What to do
In the entries, find all lines that hold the word "correct" and copy them.

Start of Supplied records

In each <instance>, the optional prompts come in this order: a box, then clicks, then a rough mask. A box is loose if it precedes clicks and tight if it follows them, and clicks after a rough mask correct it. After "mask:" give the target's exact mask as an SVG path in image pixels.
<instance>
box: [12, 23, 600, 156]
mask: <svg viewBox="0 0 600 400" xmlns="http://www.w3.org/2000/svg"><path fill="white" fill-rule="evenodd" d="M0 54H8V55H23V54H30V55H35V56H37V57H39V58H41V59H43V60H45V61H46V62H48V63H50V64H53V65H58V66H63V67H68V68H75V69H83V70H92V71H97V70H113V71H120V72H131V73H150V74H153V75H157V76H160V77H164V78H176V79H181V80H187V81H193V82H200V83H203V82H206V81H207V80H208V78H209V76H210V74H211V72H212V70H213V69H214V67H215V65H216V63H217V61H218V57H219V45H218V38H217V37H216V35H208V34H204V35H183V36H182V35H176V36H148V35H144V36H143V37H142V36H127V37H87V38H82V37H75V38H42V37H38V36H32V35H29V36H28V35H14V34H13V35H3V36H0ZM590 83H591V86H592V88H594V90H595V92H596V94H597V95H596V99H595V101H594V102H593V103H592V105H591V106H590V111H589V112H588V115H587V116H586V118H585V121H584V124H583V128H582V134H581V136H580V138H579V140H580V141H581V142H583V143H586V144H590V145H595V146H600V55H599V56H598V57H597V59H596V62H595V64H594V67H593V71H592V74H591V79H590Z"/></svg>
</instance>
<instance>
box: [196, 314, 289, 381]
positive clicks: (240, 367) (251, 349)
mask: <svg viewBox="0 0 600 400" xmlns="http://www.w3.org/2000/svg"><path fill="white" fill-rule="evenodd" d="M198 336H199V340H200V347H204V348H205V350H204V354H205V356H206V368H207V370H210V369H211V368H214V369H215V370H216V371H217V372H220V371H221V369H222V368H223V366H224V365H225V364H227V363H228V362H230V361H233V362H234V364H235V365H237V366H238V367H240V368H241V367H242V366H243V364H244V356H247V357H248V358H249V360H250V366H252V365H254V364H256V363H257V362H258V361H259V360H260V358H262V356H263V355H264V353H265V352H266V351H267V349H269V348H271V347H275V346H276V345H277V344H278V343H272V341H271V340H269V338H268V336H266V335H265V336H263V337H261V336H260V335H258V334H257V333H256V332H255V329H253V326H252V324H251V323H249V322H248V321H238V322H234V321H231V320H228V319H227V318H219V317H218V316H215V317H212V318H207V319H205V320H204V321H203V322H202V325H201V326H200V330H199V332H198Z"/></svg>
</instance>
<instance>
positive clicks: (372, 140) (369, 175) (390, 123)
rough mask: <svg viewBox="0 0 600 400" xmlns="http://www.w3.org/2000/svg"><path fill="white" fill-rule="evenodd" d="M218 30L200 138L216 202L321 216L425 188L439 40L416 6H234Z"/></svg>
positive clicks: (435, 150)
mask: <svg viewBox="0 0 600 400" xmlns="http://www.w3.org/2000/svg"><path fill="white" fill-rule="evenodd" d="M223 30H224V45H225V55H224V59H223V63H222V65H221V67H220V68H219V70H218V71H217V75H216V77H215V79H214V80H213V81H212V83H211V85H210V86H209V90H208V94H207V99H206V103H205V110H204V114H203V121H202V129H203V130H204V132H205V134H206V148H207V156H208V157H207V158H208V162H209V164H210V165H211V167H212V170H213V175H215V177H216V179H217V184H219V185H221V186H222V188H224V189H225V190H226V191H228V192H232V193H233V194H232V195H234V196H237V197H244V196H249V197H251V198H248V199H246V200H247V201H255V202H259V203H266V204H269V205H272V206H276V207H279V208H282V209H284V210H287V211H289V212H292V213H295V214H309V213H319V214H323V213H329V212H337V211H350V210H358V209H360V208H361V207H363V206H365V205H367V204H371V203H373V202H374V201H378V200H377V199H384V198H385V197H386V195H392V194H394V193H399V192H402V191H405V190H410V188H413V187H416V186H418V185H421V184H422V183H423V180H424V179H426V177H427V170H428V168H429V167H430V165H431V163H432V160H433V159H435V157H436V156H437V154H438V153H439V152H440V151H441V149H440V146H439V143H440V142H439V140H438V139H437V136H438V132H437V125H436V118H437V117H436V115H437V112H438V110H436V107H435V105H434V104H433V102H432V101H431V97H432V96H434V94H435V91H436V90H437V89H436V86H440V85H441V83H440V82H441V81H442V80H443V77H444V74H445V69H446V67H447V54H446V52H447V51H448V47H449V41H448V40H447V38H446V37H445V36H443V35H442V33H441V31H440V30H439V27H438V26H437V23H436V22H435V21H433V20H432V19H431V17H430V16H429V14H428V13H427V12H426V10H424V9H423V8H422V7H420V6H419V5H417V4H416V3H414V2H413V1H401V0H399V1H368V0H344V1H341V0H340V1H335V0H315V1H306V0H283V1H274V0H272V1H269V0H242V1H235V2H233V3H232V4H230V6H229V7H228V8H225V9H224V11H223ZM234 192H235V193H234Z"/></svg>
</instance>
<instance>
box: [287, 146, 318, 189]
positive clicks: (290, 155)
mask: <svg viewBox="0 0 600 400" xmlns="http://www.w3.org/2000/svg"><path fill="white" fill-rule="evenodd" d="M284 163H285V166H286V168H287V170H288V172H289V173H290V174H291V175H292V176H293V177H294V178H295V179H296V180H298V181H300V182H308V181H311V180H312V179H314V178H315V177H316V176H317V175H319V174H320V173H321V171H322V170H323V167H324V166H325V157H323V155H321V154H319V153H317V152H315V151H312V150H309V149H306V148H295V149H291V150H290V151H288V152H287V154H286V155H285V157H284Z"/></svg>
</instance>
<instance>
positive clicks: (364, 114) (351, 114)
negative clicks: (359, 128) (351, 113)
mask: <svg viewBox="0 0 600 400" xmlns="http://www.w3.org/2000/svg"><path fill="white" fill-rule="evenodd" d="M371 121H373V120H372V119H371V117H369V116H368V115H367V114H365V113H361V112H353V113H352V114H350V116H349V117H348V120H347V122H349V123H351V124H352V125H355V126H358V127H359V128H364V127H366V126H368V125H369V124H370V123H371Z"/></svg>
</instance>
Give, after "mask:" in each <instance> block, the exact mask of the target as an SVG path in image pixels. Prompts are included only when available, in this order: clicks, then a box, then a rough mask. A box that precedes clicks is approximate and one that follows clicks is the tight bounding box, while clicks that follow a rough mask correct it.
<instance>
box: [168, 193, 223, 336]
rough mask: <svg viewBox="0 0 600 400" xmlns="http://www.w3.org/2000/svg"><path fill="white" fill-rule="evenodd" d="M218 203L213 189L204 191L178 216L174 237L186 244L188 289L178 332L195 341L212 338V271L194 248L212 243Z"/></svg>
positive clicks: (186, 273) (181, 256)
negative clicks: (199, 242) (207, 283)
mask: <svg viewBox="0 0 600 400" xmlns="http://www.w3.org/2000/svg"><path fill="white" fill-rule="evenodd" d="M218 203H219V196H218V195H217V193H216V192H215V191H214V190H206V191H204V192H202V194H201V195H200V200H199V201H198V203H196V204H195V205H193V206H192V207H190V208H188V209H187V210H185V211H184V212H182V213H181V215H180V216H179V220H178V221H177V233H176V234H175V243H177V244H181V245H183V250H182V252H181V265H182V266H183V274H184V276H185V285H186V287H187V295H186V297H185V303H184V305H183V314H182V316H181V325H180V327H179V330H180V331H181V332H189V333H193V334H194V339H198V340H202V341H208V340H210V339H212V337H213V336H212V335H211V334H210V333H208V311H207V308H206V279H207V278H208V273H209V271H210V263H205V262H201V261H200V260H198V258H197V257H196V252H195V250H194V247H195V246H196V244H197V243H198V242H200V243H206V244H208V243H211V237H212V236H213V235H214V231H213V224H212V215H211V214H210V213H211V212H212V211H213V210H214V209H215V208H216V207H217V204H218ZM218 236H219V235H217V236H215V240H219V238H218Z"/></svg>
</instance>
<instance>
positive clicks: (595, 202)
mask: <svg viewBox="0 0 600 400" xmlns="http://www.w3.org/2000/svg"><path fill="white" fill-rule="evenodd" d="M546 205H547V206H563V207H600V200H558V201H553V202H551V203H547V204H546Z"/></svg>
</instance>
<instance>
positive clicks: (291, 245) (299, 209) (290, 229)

End of Supplied records

Solved problem
In each <instance>, the optional prompts come in this order: a box, then clicks, then a rough mask. A box is loose if it precedes clicks and tight if it follows them, and clicks after a rough mask correct it. After "mask:" give the target's exact mask as an SVG path in image pixels.
Give, after "mask:" in each <instance> block, the exact mask of the target as an SVG path in image pixels. Prompts are included only when available, in this order: clicks, then a box, then a rough mask. A box that precedes clicks is approximate and one that follows clicks is the tight bounding box, while clicks that follow a rough mask correct it.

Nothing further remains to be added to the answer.